#### RETO:
Por favor, enumera las compañías de autobuses que el texto sobre las fosas de Tamaulipas menciona entre paréntesis.

#### FRAGMENTO PROPORCIONADO:

((

La tierra es redonda, como la vida no es plana. Sofía Orozco, Guadalajara: Letra Uno, 2017
  La tierra es redonda, como la vida no es plana. Sofía Orozco,
Celia del Palacio[1]
 
El 24 de agosto de 2010, fueron encontrados los cuerpos de 72 migrantes que habían desaparecido en su camino hacia la frontera en Tamaulipas. Poco tiempo después, en 2011, se supo de las fosas de San Fernando, en Tamaulipas, y en 2012, de las de Cadereyta, Nuevo León. Fue el inicio de un descubrimiento macabro del cual aún no nos reponemos: México, no sólo el norte, se estaba convirtiendo en un enorme cementerio clandestino.
En el caso del noreste, los Zetas habían establecido un retén en San Fernando, en complicidad con la policía, y robaban y desaparecían de manera consuetudinaria a los pasajeros de autotransportes y de autos particulares con dirección a la frontera sobre la carretera 101. Amos y señores del camino, con la complicidad del gobierno, decidían quién pasaba y quién se quedaba.
El 25 de marzo de 2011, la compañía Ómnibus de México presentó una denuncia ante las autoridades por el secuestro de sus pasajeros a la altura de San Fernando. Aunque no había sido la primera vez: ya era frecuente que los autobuses (Ómnibus, ADO, Futura, Pirabús, Transpaís) llegaran vacíos a su destino, con sólo las maletas de los pasajeros. Algunos eran migrantes centroamericanos. Otros, muchos más, eran de Guanajuato, de Michoacán, de Querétaro, de Puebla... Sólo entre el 23 y el 30 de marzo de ese año, 129 pasajeros fueron bajados de los autobuses.
Gracias a esta denuncia, además de la investigación por parte del FBI acerca de un mexicano-norteamericano desaparecido también en esa zona, y del caso de tres mexicanos huidos de un campamento de secuestrados, se inició formalmente la búsqueda de los desaparecidos.
El 1 de abril de 2011, las autoridades de Tamaulipas encontraron la primera fosa. Llegaron a descubrir 47 en las siguientes semanas, y de ellas se extrajeron 193 cuerpos, antes de, inexplicablemente, dar por concluida la búsqueda.
Pero no quedó en esto el horror. Llegaron más de 400 personas al Semefo de Matamoros en busca de algún familiar. Allí los cuerpos se amontonaban, los peritos no se daban abasto. Bajaban cuerpos de camiones refrigerados y subían otros ahí mismo. Un funcionario dio la orden de dispersar los cadáveres para no causar tanta alarma. Habría que ir a buscarlos hasta la Ciudad de México. Algunos lograron encontrar a sus familiares. Otros, a pesar de tener identificaciones, tuvieron que esperar más de cinco años para que los restos les fueran entregados; muchos de ellos están todavía en fosas comunes de Ciudad Victoria y de la Ciudad de México. Los oficios de la narcomáquina en pleno. La narcomáquina que llega mucho más allá de los criminales: a las autoridades, por incompetencia, por corrupción, por el afán de cubrirse las espaldas. El resultado, la impunidad.[2]
Es difícil hablar de las víctimas cuya humanidad ha desaparecido. La narcomáquina, como dice Rossana Reguillo, los ha despojado de ella. Son sólo cuerpos, a veces pedazos de cuerpos, otras veces ceniza, incluso nada. La gente en México se está evaporando. No sólo a manos de los criminales que matan, descuartizan, entierran en fosas clandestinas, desintegran en ácido, sino también a manos de las autoridades que desaparecen restos de personas en los laberintos burocráticos. En el mejor de los casos, quedarán números, cifras: Más de 72, 43… y la verdad, son cientos, miles ya.

))

#### DATOS PROPORCIONADOS:
((

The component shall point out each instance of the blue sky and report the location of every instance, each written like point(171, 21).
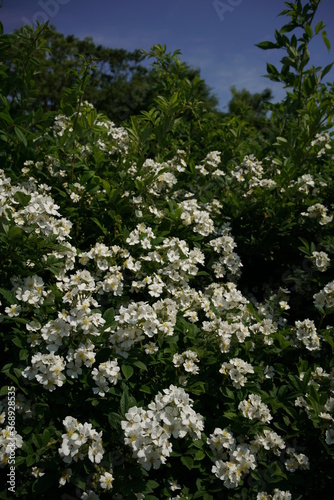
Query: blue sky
point(218, 37)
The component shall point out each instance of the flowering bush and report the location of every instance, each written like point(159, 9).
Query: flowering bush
point(145, 360)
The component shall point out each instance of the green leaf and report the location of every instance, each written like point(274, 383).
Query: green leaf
point(114, 420)
point(188, 462)
point(22, 198)
point(20, 135)
point(98, 223)
point(319, 27)
point(266, 45)
point(24, 354)
point(326, 70)
point(325, 39)
point(140, 365)
point(127, 371)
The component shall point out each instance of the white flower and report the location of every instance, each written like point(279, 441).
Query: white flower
point(106, 481)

))

#### RESPUESTA DEL EJERCICIO:
Ómnibus, ADO, Futura, Pirabús y Transpaís.